Directive a :: Output the book review word for word, everything from "Reviewed by Derek" down to "Tide football season.".

Excerpted passage ::
::::::

Rolling With the Tide

Reviewed by Derek Catsam, University of Texas of the Permian Basin

FEBRUARY 13, 2006       archive

Warren St. John is something of a madman, but he is my kind of madman. It takes a certain type of obsessive to follow a college football team around in a battered RV, as St. John did, or to write a daily diary about a professional baseball team, as I did. Such endeavors require an emotional involvement beyond all proportion to what is, after all, a bunch of strangers in a laundry to which we happen to have a tangential connection. Nonetheless, such obsessions seem to be pretty commonplace, as St. John's experiences with hundreds of like-minded souls throughout the 1999 Alabama Crimson Tide football season.

St. John realized he was different when he went to college at Columbia and received more than his fair share of ribbing when his dorm mates discovered that the picture of himself with an older gentleman when St. John was a kid was not a cherished family snapshot of a boy with his grandfather, but rather was a photo of St. John with his childhood idol and Alabama's de facto patron saint of football, Paul "Bear" Bryant. St. John was shocked that there were people who could not identify Bryant. He once spent three hours on the phone listening to an Alabama-Auburn game (his parents placed the receiver next to the radio) that was not televised in New York. Needless to say, this invited more ridicule from a Columbia student body that was in the midst of enduring - and in some cases celebrating - Columbia's growing record streak of football futility. Columbia and Alabama are both fine universities, but far from one another in temperament and intensity when it comes to matters sporting.

::::::

Records ::
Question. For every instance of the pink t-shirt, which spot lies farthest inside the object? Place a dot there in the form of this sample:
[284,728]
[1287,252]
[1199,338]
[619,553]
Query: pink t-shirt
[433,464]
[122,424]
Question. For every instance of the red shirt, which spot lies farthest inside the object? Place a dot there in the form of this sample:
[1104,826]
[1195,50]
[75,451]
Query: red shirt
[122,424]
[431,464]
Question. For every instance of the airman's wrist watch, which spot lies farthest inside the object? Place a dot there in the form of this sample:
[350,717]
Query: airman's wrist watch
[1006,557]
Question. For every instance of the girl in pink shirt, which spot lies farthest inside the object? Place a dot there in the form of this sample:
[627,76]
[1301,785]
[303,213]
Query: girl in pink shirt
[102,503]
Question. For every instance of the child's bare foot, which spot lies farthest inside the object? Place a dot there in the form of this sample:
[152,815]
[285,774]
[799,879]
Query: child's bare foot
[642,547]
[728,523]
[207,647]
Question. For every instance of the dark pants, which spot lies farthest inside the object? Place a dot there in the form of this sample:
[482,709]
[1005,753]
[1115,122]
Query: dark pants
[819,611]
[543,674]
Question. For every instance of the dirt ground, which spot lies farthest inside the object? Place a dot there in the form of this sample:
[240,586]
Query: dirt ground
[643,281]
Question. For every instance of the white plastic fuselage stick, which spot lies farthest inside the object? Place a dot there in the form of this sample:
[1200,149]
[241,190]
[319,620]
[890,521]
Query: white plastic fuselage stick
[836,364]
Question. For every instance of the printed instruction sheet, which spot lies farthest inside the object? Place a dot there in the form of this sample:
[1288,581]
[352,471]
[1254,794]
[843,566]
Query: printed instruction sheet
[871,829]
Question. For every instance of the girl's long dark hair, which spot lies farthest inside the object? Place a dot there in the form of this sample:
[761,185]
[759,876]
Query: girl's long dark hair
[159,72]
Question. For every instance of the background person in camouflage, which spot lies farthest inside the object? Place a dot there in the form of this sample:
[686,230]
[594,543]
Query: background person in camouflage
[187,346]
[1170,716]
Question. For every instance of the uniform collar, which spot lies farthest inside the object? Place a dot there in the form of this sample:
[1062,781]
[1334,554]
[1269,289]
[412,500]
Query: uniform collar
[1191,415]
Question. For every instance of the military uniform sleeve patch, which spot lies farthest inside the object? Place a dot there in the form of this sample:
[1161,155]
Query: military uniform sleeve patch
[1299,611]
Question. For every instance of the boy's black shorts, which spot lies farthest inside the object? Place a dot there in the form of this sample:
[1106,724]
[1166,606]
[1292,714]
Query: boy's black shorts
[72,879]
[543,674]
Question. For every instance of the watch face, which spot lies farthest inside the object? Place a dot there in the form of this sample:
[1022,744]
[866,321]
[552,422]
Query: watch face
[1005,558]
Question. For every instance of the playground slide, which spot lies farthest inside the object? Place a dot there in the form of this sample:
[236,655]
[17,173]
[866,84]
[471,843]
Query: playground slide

::::::

Directive b :: Return everything in the records from the line containing "Question. For every instance of the printed" down to the last line of the records, including both, copied exactly.

Expected output a ::
Reviewed by Derek Catsam, University of Texas of the Permian Basin

FEBRUARY 13, 2006       archive

Warren St. John is something of a madman, but he is my kind of madman. It takes a certain type of obsessive to follow a college football team around in a battered RV, as St. John did, or to write a daily diary about a professional baseball team, as I did. Such endeavors require an emotional involvement beyond all proportion to what is, after all, a bunch of strangers in a laundry to which we happen to have a tangential connection. Nonetheless, such obsessions seem to be pretty commonplace, as St. John's experiences with hundreds of like-minded souls throughout the 1999 Alabama Crimson Tide football season.

Expected output b ::
Question. For every instance of the printed instruction sheet, which spot lies farthest inside the object? Place a dot there in the form of this sample:
[1288,581]
[352,471]
[1254,794]
[843,566]
Query: printed instruction sheet
[871,829]
Question. For every instance of the girl's long dark hair, which spot lies farthest inside the object? Place a dot there in the form of this sample:
[761,185]
[759,876]
Query: girl's long dark hair
[159,72]
Question. For every instance of the background person in camouflage, which spot lies farthest inside the object? Place a dot there in the form of this sample:
[686,230]
[594,543]
Query: background person in camouflage
[187,346]
[1170,716]
Question. For every instance of the uniform collar, which spot lies farthest inside the object? Place a dot there in the form of this sample:
[1062,781]
[1334,554]
[1269,289]
[412,500]
Query: uniform collar
[1191,415]
Question. For every instance of the military uniform sleeve patch, which spot lies farthest inside the object? Place a dot there in the form of this sample:
[1161,155]
Query: military uniform sleeve patch
[1299,611]
Question. For every instance of the boy's black shorts, which spot lies farthest inside the object? Place a dot there in the form of this sample:
[1106,724]
[1166,606]
[1292,714]
Query: boy's black shorts
[72,879]
[543,674]
Question. For every instance of the watch face, which spot lies farthest inside the object? Place a dot there in the form of this sample:
[1022,744]
[866,321]
[552,422]
Query: watch face
[1005,558]
Question. For every instance of the playground slide, which spot lies farthest inside the object? Place a dot there in the form of this sample:
[236,655]
[17,173]
[866,84]
[471,843]
Query: playground slide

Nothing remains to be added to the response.